◆ **Extract**
Home | About | Sematext search-lucene.com search-hadoop.com
NEW: Monitor These Apps!
elasticsearch, apache solr, apache hbase, hadoop, redis, casssandra, amazon cloudwatch, mysql, memcached, apache kafka, apache zookeeper, apache storm, ubuntu, centOS, red hat, debian, puppet labs, java, senseiDB
 Search Hadoop and all its subprojects:

Switch to Threaded View
Hadoop >> mail # user >> Re: Number of Maps running more than expected


Copy link to this message
-
Re: Number of Maps running more than expected
Also could you tell us more about your task statuses?
You might also have failed tasks...
Bertrand

On Thu, Aug 16, 2012 at 11:01 PM, Bertrand Dechoux <[EMAIL PROTECTED]>wrote:

> Well, there is speculative executions too.
>
> http://developer.yahoo.com/hadoop/tutorial/module4.html
>
> *Speculative execution:* One problem with the Hadoop system is that by
>> dividing the tasks across many nodes, it is possible for a few slow nodes
>> to rate-limit the rest of the program. For example if one node has a slow
>> disk controller, then it may be reading its input at only 10% the speed of
>> all the other nodes. So when 99 map tasks are already complete, the system
>> is still waiting for the final map task to check in, which takes much
>> longer than all the other nodes.

◆ **Material supplied**
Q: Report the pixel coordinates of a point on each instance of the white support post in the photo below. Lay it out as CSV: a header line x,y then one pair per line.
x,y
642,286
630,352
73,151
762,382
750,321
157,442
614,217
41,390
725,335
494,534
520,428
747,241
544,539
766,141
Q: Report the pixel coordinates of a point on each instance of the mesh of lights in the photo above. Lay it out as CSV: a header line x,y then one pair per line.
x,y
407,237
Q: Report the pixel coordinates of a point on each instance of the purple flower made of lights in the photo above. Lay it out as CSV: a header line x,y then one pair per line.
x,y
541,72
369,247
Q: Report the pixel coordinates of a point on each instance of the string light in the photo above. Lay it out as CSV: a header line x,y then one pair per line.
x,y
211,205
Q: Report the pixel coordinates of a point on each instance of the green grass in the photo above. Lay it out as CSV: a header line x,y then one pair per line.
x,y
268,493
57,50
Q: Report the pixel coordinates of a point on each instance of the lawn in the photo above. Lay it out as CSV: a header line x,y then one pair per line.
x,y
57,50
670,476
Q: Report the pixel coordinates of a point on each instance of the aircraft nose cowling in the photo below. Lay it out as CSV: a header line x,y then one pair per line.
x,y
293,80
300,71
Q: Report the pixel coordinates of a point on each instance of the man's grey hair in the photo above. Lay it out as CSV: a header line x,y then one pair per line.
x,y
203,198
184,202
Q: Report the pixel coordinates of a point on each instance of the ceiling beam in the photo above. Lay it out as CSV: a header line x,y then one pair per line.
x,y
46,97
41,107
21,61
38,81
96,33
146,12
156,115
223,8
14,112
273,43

◆ **Do this**
Proceed with the Hadoop mailing-list thread on speculative execution, picking up after its final sentence.

◆ **Result for this task**
>> By forcing tasks to run in isolation from one another, individual tasks
>> do not know *where* their inputs come from. Tasks trust the Hadoop
>> platform to just deliver the appropriate input. Therefore, the same input
>> can be processed *multiple times in parallel*, to exploit differences in
>> machine capabilities. As most of the tasks in a job are coming to a close,
>> the Hadoop platform will schedule redundant copies of the remaining tasks
>> across several nodes which do not have other work to perform. This process
>> is known as *speculative execution*. When tasks complete, they announce
>> this fact to the JobTracker. Whichever copy of a task finishes first
>> becomes the definitive copy. If other copies were executing speculatively,
>> Hadoop tells the TaskTrackers to abandon the tasks and discard their
>> outputs. The Reducers then receive their inputs from whichever Mapper
>> completed successfully, first.
>> Speculative execution is enabled by default. You can disable speculative
>> execution for the mappers and reducers by setting the
>> mapred.map.tasks.speculative.execution and
>> mapred.reduce.tasks.speculative.execution JobConf options to false,
>> respectively.
>
>
>
> Can you tell us your configuration with regards to those parameters?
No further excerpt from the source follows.